### REQUIREMENT
Each entry should be quoted word for word, including every mark of punctuation.

#### SUPPLIED ENTRIES

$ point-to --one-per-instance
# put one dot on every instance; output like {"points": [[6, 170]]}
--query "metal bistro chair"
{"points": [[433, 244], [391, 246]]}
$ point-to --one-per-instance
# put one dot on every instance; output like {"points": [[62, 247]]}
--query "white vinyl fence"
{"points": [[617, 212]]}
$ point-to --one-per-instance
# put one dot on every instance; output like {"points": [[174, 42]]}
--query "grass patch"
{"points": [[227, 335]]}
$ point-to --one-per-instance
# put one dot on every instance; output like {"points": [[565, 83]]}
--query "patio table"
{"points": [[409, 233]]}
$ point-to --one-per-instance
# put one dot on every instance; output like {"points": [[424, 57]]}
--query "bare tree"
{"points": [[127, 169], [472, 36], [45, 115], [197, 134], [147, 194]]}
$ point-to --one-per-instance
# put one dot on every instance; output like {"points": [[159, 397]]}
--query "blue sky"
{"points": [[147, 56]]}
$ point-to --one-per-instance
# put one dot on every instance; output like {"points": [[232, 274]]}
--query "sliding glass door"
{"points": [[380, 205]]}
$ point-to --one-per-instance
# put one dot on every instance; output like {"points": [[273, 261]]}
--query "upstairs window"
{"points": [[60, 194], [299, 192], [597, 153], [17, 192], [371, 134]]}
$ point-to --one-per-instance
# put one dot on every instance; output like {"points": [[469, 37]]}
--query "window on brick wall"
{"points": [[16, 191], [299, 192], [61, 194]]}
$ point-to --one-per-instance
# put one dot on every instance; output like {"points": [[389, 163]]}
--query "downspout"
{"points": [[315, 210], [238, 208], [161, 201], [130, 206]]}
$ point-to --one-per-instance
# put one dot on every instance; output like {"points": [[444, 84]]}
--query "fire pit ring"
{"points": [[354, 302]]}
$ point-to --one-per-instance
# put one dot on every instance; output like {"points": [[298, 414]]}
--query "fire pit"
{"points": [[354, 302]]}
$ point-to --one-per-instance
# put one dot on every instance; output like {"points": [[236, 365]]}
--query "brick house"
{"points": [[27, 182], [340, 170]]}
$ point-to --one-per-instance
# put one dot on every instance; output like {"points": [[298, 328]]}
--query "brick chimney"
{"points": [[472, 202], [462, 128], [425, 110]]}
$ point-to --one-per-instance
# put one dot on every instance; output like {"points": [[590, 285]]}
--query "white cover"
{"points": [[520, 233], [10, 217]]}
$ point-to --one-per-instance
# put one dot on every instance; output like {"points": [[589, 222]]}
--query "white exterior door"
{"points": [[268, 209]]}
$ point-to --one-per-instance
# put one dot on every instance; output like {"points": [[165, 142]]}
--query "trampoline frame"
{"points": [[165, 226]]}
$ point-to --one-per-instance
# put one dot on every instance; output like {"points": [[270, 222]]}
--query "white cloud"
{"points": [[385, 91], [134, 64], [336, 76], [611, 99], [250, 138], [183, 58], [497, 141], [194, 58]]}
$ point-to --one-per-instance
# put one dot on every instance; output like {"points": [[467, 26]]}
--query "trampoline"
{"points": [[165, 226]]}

########

### OUTPUT OF THE TASK
$ point-to --one-per-instance
# put one dot on every instance; output like {"points": [[6, 170]]}
--query "metal bistro chair"
{"points": [[433, 244], [391, 246]]}
$ point-to --one-per-instance
# put one dot on every instance; output like {"points": [[62, 247]]}
--query "white vinyl fence"
{"points": [[617, 212]]}
$ point-to --one-per-instance
# put one dot on every instance; output like {"points": [[174, 42]]}
--query "grass patch"
{"points": [[227, 335]]}
$ point-to --one-per-instance
# put one dot on every instance; output like {"points": [[565, 83]]}
--query "patio table"
{"points": [[409, 233]]}
$ point-to --one-per-instance
# put one dot on every instance; output like {"points": [[424, 57]]}
--query "bare tree"
{"points": [[127, 169], [472, 36], [45, 115], [197, 134], [147, 194]]}
$ point-to --one-per-instance
# put one dot on every instance; output like {"points": [[159, 397]]}
--query "blue sky"
{"points": [[147, 56]]}
$ point-to --one-per-instance
# put one dot on every instance; output like {"points": [[232, 274]]}
--query "sliding glass door"
{"points": [[380, 205]]}
$ point-to --one-per-instance
# put one dot on every instance; output like {"points": [[273, 261]]}
--query "upstairs window"
{"points": [[60, 194], [299, 192], [597, 153], [17, 192], [371, 134]]}
$ point-to --one-per-instance
# put one dot on every instance; output like {"points": [[469, 37]]}
--query "window on brick wall"
{"points": [[16, 191], [299, 192], [61, 194]]}
$ point-to --one-per-instance
# put one dot on every instance; output like {"points": [[389, 163]]}
--query "downspout"
{"points": [[315, 210], [238, 208], [161, 201], [130, 206]]}
$ point-to --one-per-instance
# put one dot on every instance; output like {"points": [[444, 84]]}
--query "fire pit ring"
{"points": [[354, 302]]}
$ point-to --one-per-instance
# put one dot on every instance; output like {"points": [[298, 414]]}
--query "fire pit"
{"points": [[354, 302]]}
$ point-to --one-per-instance
# put one dot on every instance; output like {"points": [[236, 365]]}
--query "brick house"
{"points": [[27, 182], [340, 170]]}
$ point-to --one-per-instance
# put one dot on every instance; output like {"points": [[298, 328]]}
--query "brick chimney"
{"points": [[472, 202], [462, 128], [425, 110]]}
$ point-to --one-per-instance
# put one dot on every instance; output like {"points": [[590, 285]]}
--query "white cover"
{"points": [[520, 233], [10, 217]]}
$ point-to --one-per-instance
# put one dot on every instance; output like {"points": [[589, 222]]}
--query "white exterior door"
{"points": [[268, 209]]}
$ point-to --one-per-instance
# put one dot on every instance; output like {"points": [[165, 142]]}
--query "trampoline frame"
{"points": [[165, 226]]}
$ point-to --one-per-instance
# put one dot on every instance; output like {"points": [[270, 222]]}
--query "white cloud"
{"points": [[385, 91], [134, 64], [336, 76], [611, 99], [250, 138], [183, 58], [497, 141], [194, 58]]}
$ point-to --one-per-instance
# put one dot on every instance; output like {"points": [[467, 26]]}
--query "trampoline"
{"points": [[165, 226]]}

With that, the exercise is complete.